(Natural-language object grounding data)

------------------------------

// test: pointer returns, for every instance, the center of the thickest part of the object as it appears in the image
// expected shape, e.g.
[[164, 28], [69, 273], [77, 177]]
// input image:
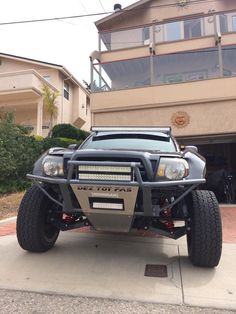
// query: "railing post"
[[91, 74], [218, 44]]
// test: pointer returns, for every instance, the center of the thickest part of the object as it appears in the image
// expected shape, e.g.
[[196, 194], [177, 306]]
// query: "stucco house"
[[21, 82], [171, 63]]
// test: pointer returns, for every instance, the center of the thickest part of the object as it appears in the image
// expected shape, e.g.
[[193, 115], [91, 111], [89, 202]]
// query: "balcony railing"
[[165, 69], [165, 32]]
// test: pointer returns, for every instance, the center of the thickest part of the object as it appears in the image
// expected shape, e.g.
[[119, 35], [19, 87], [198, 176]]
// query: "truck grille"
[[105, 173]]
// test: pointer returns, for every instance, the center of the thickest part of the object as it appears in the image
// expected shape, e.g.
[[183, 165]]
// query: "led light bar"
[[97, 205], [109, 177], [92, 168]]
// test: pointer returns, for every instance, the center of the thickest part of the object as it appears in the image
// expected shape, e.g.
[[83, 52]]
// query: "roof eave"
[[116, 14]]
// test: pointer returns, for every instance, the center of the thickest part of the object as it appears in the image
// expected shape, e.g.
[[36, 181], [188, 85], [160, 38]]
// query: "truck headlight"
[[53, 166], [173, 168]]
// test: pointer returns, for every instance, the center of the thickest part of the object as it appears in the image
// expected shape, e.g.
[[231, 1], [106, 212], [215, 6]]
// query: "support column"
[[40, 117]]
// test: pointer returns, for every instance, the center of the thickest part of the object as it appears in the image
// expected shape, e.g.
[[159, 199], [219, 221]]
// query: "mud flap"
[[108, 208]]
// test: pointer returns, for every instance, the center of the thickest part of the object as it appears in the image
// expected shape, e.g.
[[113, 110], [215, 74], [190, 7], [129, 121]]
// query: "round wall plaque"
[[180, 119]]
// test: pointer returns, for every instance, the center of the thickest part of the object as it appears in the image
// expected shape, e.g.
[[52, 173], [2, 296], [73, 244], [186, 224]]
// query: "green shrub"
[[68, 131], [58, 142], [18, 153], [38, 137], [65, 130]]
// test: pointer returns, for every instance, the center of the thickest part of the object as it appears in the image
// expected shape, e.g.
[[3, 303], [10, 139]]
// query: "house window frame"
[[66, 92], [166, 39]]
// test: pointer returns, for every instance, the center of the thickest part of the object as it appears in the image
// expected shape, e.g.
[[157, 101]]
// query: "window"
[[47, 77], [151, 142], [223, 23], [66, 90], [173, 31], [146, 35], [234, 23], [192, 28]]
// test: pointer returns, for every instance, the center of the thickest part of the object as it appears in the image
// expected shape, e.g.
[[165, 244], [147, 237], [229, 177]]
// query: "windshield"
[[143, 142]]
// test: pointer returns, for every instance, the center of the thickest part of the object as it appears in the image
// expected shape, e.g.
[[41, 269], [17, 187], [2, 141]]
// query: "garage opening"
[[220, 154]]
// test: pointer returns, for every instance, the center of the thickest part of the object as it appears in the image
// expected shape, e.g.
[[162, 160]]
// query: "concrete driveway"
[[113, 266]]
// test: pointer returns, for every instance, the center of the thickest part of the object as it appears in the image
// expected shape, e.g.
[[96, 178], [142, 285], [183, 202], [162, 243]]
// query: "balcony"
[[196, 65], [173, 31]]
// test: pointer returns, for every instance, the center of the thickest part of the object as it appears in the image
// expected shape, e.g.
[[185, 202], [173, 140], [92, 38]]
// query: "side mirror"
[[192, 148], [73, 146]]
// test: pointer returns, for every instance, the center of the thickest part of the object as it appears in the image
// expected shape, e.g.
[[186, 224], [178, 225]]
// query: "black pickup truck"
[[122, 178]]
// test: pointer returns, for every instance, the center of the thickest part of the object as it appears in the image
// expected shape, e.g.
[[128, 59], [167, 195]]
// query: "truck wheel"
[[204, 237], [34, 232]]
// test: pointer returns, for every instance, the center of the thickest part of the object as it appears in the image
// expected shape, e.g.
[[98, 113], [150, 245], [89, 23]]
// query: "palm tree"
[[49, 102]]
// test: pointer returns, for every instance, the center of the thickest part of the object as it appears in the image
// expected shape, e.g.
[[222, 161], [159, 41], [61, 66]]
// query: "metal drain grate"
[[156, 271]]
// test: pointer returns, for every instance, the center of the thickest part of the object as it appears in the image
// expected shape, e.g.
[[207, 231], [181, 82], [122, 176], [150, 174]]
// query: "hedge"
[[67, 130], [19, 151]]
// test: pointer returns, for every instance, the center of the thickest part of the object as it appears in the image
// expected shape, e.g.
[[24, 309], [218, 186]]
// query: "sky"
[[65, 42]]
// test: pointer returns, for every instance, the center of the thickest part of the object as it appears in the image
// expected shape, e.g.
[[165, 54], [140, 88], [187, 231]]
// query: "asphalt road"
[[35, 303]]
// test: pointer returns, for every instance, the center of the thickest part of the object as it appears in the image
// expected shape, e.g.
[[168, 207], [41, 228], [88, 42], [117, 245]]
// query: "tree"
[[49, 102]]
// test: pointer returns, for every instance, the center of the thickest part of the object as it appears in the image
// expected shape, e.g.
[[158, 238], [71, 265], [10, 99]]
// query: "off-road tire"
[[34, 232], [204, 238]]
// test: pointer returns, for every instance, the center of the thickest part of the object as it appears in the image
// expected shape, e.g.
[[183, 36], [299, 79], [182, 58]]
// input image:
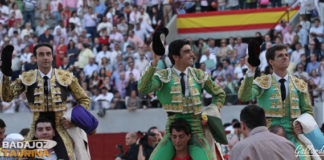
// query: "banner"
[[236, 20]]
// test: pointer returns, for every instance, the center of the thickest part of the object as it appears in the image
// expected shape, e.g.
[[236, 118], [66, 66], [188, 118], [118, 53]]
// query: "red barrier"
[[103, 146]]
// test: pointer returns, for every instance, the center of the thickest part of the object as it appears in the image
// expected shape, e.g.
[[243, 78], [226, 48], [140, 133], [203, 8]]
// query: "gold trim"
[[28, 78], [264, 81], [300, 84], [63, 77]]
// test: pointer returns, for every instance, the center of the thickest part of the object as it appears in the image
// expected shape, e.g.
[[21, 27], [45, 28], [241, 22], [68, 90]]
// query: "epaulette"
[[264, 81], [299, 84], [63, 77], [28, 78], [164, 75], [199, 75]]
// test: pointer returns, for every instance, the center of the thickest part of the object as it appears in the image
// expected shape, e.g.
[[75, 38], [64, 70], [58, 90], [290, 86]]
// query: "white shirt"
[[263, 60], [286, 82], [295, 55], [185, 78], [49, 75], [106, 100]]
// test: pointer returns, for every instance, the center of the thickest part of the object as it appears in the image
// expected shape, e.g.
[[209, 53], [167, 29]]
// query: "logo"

------------------------------

**What is required**
Line by line, print the records above exactly, skipping each picture.

**Output of the task**
// test: pointer returns, for every instance, the center of the thickest part of the object as it appears in the image
// expected shape, e.g.
[[164, 28], [69, 273], [77, 177]]
// input image:
// query: "railing post"
[[91, 74], [218, 44]]
// test: pointer returns, for every instance, the center of the thickest part of the object as it appears in the image
// expected shape, e.g.
[[196, 194], [177, 306]]
// query: "stucco house"
[[21, 82], [171, 63]]
// test: pointer returns, for every instance, the center of the thickest part of the object as it appears in the image
// expected shape, e.g.
[[193, 115], [91, 111], [89, 202]]
// query: "balcony railing"
[[165, 69], [165, 32]]
// test: pointer returns, for every instance, the center of the thickest part of the object as it appears in the image
// expected shape, e.g.
[[119, 35], [19, 87], [198, 176]]
// query: "truck grille"
[[105, 173]]
// test: pointer returns, for every instance, the center of the thickest part of the object as it appears in the image
// expected shape, e.g.
[[183, 165]]
// query: "led light bar"
[[97, 205], [109, 177], [92, 168]]
// test: pointer returns, for every instance, the center of the thickest part of the object as it appears in the image
// expected shape, e.g.
[[83, 52]]
// query: "roof eave"
[[116, 14]]
// test: pointer returns, for every instance, the center of the thickest part of the object as it appears in the image
// expected shape, e.g.
[[36, 181], [188, 85], [160, 38]]
// query: "truck headlight"
[[53, 166], [173, 168]]
// test: pointer returns, for every instance, the center of the thickest part of the object as it appears in the image
// expected shape, e.g.
[[231, 1], [106, 212], [215, 6]]
// query: "support column"
[[40, 117]]
// test: pointer returns, for every instance, the center of the thickest part of the object as it appears in the image
// expected shape, e.g.
[[159, 199], [219, 221]]
// query: "mud flap"
[[108, 208]]
// test: pointer returns, for every instance, the center of the thickest part of the object as it appears in the image
// expected shape, e.g.
[[113, 110], [215, 74], [190, 7], [129, 121]]
// query: "round wall plaque"
[[180, 119]]
// test: pointer returns, for every instance, the center of the thickest part of the object as it appears in the image
// expected shape, e.g.
[[52, 173], [2, 296], [73, 244], [186, 224]]
// query: "green shrub"
[[68, 131], [58, 142], [18, 153], [38, 137], [65, 130]]
// test: pointer returns, for every instance, the center of the thickest part of the object as it appears in the image
// expected shape, e.g.
[[3, 303], [10, 139]]
// query: "house window frame"
[[66, 92], [166, 39]]
// test: pointer returns, for every instance, the center of the thickest part of the object as it appears in the image
// expected shape, e.g.
[[157, 101]]
// query: "window"
[[47, 77], [151, 142], [223, 23], [66, 90], [173, 31], [146, 35], [234, 23], [192, 28]]
// test: pointer returns, for every instance, the center of the thickest part of the object as it appears in the image
// expected shape, e.g.
[[165, 244], [147, 237], [229, 177]]
// query: "windshield"
[[143, 142]]
// test: pointer returns, for every instance, the center of the thickest part of the object as it appears in the image
// expected shape, e.g.
[[41, 269], [17, 187], [2, 141]]
// query: "garage opening"
[[220, 154]]
// test: pointer returns, for every instance, the center of the thickest part of the object as it appears in the image
// expected shape, e.g.
[[162, 160]]
// query: "concrete driveway"
[[113, 266]]
// test: pointer returns, for every instance, the center of the thickest part of the object as it appears in the image
// expected shape, e.g.
[[96, 178], [142, 285], [183, 202], [162, 243]]
// query: "balcony"
[[196, 65], [173, 31]]
// test: pointer returns, for every instance, the center of the thickest part of the object as it appears in the image
// expected shape, e.g.
[[185, 202], [173, 140], [92, 38]]
// query: "side mirror"
[[192, 148], [73, 146]]
// test: pointer returns, for every instance, the center of the thickest part of the object as it appears in the image
// expected shape, e.g.
[[186, 224], [178, 225]]
// query: "black pickup truck"
[[122, 178]]
// test: pointer returns, for every instance, the center of the thickest part of the object as it appears in the image
// expected shape, e.g.
[[128, 59], [167, 195]]
// query: "truck wheel"
[[204, 237], [34, 232]]
// test: pointer returns, for every instance, the center of the thickest part of the object as it appears in the image
// expected shape, e.g.
[[98, 113], [150, 245], [89, 23]]
// query: "palm tree"
[[49, 102]]
// test: pointer returns, for every instance, the center of the thickest part of the object as it appears in the image
// expected shape, e.g.
[[222, 161], [159, 41], [61, 66]]
// query: "metal drain grate"
[[156, 271]]
// test: pointer returns, for every instance, the center of the thickest part of the object as it appears in the image
// expected shape, e.g.
[[207, 231], [181, 82], [122, 176], [150, 174]]
// query: "hedge"
[[67, 130], [19, 151]]
// test: pointer returns, for every instance, the center of the thickest part of the object as it appears in the image
// expected shape, e.g.
[[24, 309], [218, 186]]
// query: "sky"
[[65, 42]]
// test: pointer returns, for every instance, the center of the thickest part of the object as it appears in the image
// expected shape, e.g.
[[165, 54], [140, 88], [187, 231]]
// query: "asphalt road"
[[35, 303]]
// test: pointer returns, for every instance, the center of the thickest part of the object as it appears in the image
// expected shape, e.g.
[[168, 207], [41, 228], [88, 42], [117, 245]]
// query: "tree"
[[49, 102]]
// test: pointer returns, for every instance, the center of the thickest part of the object as it appears in the image
// expected shape, e.g.
[[158, 238], [71, 265], [10, 99]]
// query: "off-road tire"
[[34, 232], [204, 238]]
// test: pointer returns, for every instance, the center of the thickest part of the object as it appears in the image
// expected shape, e.g.
[[183, 36], [299, 79], [182, 58]]
// input image:
// query: "banner"
[[236, 20]]
// test: pointer returns, for every instance, the center of the thickest part of the object as it appears in the image
// expected shape, e.g.
[[236, 118], [66, 66], [188, 118], [118, 53]]
// query: "red barrier"
[[103, 146]]
// test: pointer returns, for every instance, the center of the thickest part of the object as it appears in the image
// expected shape, e.g.
[[243, 78], [226, 48], [140, 133], [203, 8]]
// query: "gold trim"
[[28, 78], [264, 81], [300, 84], [63, 77]]
// test: pointer returns, for every instance, the center of the thickest part of the object as it appears in the image
// expected shape, e.g.
[[21, 27], [45, 28], [241, 22], [68, 90]]
// query: "epaulette"
[[264, 81], [299, 84], [63, 77], [28, 78], [164, 75], [199, 75]]
// test: pointer returns, for every instance, the center of the thickest part of the object as it appears in the image
// expected shape, e.g.
[[75, 38], [64, 70], [58, 90], [290, 86]]
// query: "white shirt"
[[263, 60], [286, 82], [295, 55], [185, 78], [49, 75], [106, 100]]
// test: pointer returns, for every instance, the center of the thickest part of the object as it appears in the image
// expected shape, e.g.
[[209, 53], [167, 29]]
// query: "logo"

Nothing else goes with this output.